» **Task objective**: Set down the lines of the data that follows, character for character, starting at the line containing "Localize dark brown" and stopping after the line containing "xmin=274 ymin=32 xmax=361 ymax=120".

» **Data to use**:
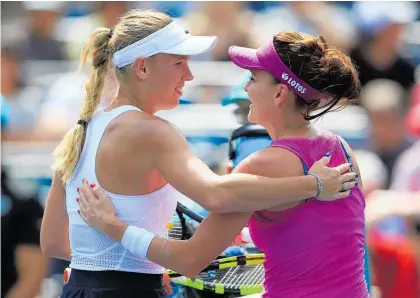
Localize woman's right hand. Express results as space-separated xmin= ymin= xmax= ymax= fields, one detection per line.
xmin=309 ymin=156 xmax=357 ymax=201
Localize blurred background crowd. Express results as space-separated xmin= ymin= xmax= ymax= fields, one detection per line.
xmin=1 ymin=1 xmax=420 ymax=298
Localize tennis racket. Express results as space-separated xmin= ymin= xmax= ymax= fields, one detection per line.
xmin=166 ymin=254 xmax=264 ymax=296
xmin=166 ymin=203 xmax=264 ymax=296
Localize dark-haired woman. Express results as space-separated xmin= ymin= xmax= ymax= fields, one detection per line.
xmin=73 ymin=32 xmax=369 ymax=298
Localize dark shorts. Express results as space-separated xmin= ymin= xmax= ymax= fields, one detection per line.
xmin=61 ymin=269 xmax=166 ymax=298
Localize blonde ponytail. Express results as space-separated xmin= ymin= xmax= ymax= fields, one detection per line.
xmin=53 ymin=28 xmax=111 ymax=183
xmin=53 ymin=9 xmax=172 ymax=183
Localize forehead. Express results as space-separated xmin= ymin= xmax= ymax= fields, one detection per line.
xmin=153 ymin=53 xmax=190 ymax=62
xmin=251 ymin=70 xmax=272 ymax=79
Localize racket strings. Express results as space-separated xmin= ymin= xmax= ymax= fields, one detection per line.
xmin=196 ymin=264 xmax=264 ymax=290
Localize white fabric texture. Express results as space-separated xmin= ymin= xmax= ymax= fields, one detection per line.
xmin=66 ymin=106 xmax=179 ymax=274
xmin=112 ymin=21 xmax=216 ymax=68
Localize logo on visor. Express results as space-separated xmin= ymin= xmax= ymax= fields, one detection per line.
xmin=281 ymin=72 xmax=306 ymax=94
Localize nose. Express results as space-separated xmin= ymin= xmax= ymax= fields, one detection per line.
xmin=184 ymin=64 xmax=194 ymax=81
xmin=244 ymin=80 xmax=251 ymax=92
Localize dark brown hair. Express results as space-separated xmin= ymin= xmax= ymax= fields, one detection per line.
xmin=274 ymin=32 xmax=361 ymax=120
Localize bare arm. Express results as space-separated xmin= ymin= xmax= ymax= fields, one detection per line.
xmin=79 ymin=173 xmax=251 ymax=277
xmin=6 ymin=244 xmax=48 ymax=298
xmin=41 ymin=173 xmax=71 ymax=260
xmin=140 ymin=117 xmax=354 ymax=213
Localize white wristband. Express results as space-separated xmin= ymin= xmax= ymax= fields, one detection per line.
xmin=121 ymin=226 xmax=156 ymax=260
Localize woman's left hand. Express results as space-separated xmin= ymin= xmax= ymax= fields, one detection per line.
xmin=163 ymin=273 xmax=172 ymax=295
xmin=77 ymin=179 xmax=116 ymax=232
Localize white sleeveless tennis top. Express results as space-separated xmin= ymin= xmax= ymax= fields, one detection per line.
xmin=66 ymin=106 xmax=180 ymax=274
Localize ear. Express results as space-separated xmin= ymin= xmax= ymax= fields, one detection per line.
xmin=274 ymin=84 xmax=289 ymax=107
xmin=133 ymin=58 xmax=148 ymax=80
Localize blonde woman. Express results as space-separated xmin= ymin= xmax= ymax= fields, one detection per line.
xmin=41 ymin=10 xmax=355 ymax=298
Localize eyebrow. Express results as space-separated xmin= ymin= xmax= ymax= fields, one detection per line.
xmin=173 ymin=55 xmax=190 ymax=61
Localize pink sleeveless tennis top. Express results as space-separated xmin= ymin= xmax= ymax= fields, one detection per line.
xmin=249 ymin=130 xmax=369 ymax=298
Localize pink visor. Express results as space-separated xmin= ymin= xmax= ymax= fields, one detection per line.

» **Solution to the problem**:
Localize dark brown hair. Express results as space-separated xmin= ymin= xmax= ymax= fields, one detection per line.
xmin=274 ymin=32 xmax=361 ymax=120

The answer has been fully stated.